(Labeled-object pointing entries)
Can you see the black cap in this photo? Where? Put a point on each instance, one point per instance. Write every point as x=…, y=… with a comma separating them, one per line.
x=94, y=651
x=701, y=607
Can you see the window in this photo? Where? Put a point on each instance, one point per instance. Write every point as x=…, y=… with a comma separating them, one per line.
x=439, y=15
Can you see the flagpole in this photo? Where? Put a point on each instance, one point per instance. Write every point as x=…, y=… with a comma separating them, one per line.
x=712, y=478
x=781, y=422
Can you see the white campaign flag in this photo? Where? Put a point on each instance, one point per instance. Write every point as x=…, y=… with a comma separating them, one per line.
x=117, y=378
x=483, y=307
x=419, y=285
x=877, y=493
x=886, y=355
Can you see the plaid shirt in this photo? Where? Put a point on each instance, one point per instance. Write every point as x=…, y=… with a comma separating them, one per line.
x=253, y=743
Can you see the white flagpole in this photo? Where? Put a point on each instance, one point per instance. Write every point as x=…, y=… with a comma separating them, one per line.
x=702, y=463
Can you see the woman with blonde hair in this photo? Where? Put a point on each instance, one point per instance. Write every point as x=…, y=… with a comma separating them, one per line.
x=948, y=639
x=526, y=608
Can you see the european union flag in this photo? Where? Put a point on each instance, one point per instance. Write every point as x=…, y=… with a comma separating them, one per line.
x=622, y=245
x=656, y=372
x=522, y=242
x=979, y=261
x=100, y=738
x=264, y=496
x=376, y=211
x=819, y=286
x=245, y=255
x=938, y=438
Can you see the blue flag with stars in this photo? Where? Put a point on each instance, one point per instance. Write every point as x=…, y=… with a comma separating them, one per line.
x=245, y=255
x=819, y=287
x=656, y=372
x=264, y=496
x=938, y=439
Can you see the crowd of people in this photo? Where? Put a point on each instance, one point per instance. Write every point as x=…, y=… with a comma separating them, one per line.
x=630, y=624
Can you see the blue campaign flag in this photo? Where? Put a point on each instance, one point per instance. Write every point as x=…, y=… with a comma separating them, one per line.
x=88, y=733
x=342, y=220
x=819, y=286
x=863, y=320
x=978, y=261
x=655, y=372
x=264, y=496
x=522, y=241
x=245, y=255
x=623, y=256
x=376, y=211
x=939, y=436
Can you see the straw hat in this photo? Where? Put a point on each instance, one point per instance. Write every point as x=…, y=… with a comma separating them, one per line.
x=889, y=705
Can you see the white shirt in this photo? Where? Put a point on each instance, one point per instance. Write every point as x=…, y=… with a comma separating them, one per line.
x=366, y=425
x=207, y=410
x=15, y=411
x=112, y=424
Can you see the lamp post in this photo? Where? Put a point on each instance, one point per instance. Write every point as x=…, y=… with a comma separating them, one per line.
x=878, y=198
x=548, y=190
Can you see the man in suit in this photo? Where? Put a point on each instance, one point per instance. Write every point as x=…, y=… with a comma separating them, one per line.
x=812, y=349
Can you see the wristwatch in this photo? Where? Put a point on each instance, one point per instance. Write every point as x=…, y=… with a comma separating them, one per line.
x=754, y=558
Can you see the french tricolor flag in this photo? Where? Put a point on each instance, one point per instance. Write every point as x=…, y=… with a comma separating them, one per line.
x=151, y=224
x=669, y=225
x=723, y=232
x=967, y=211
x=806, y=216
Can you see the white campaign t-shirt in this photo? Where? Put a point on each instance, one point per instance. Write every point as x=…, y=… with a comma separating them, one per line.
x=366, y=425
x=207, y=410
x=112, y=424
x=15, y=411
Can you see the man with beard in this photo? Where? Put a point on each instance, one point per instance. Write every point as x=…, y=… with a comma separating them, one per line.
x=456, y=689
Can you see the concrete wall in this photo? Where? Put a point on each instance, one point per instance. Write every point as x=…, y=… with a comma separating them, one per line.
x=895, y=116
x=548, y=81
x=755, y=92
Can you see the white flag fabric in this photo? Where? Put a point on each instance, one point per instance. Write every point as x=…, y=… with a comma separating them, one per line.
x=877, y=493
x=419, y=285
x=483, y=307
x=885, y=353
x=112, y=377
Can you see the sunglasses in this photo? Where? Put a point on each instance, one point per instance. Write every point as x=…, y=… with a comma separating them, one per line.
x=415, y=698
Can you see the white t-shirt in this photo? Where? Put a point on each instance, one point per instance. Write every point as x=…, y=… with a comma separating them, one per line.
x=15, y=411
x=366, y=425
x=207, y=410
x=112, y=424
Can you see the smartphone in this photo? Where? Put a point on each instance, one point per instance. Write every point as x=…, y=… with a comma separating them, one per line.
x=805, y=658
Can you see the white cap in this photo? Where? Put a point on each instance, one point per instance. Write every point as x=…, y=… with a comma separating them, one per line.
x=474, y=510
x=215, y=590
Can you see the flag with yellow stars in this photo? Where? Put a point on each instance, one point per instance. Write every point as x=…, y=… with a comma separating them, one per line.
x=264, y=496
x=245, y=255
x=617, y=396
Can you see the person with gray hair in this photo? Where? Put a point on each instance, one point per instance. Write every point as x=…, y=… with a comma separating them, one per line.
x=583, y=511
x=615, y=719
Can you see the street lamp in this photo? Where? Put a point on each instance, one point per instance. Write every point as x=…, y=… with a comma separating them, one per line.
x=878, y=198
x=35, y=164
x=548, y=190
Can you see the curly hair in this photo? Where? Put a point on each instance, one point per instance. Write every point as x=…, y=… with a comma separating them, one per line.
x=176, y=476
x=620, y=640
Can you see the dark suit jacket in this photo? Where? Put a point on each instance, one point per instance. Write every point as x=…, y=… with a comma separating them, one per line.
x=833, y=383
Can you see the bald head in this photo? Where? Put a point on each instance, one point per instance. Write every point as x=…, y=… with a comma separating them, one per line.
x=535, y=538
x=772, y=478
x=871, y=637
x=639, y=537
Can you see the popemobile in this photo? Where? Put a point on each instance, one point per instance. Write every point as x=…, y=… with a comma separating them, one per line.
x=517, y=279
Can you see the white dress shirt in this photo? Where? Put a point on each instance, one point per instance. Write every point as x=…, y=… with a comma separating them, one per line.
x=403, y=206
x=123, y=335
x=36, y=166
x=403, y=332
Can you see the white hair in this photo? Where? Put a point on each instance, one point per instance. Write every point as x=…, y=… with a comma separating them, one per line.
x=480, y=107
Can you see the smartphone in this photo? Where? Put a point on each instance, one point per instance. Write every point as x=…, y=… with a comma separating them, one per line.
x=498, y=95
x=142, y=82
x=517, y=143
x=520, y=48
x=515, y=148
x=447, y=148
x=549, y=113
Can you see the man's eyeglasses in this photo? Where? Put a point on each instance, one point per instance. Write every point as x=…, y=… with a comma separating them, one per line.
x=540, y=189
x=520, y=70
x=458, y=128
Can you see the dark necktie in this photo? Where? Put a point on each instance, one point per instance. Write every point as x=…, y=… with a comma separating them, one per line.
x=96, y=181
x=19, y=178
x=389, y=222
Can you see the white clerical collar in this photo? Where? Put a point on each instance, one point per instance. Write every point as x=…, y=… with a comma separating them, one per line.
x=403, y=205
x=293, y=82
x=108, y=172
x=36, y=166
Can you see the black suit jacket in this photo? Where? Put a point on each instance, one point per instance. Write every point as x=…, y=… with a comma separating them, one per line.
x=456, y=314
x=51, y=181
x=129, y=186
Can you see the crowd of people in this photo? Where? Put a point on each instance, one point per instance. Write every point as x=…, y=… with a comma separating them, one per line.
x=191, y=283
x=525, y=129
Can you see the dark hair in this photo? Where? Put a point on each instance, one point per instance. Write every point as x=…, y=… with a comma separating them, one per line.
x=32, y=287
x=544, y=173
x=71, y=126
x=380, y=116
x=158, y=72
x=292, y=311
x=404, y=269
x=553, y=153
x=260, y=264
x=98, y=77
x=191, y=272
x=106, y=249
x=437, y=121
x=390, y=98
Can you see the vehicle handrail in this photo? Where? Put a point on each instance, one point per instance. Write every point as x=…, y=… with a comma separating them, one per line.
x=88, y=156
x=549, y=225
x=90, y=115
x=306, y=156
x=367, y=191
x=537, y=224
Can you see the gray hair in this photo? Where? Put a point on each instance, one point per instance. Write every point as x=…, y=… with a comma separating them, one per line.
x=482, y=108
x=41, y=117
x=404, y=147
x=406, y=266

- WORK TO COMPLETE: Copy the data from its first line up to and including the line with "x=701, y=607", keeping the request line. Shift each x and y coordinate in the answers by adding 71.

- RESPONSE:
Can you see the black cap in this photo? Where? Put a point on each instance, one point per instance. Write every point as x=…, y=… with a comma separating them, one per line.
x=165, y=722
x=772, y=678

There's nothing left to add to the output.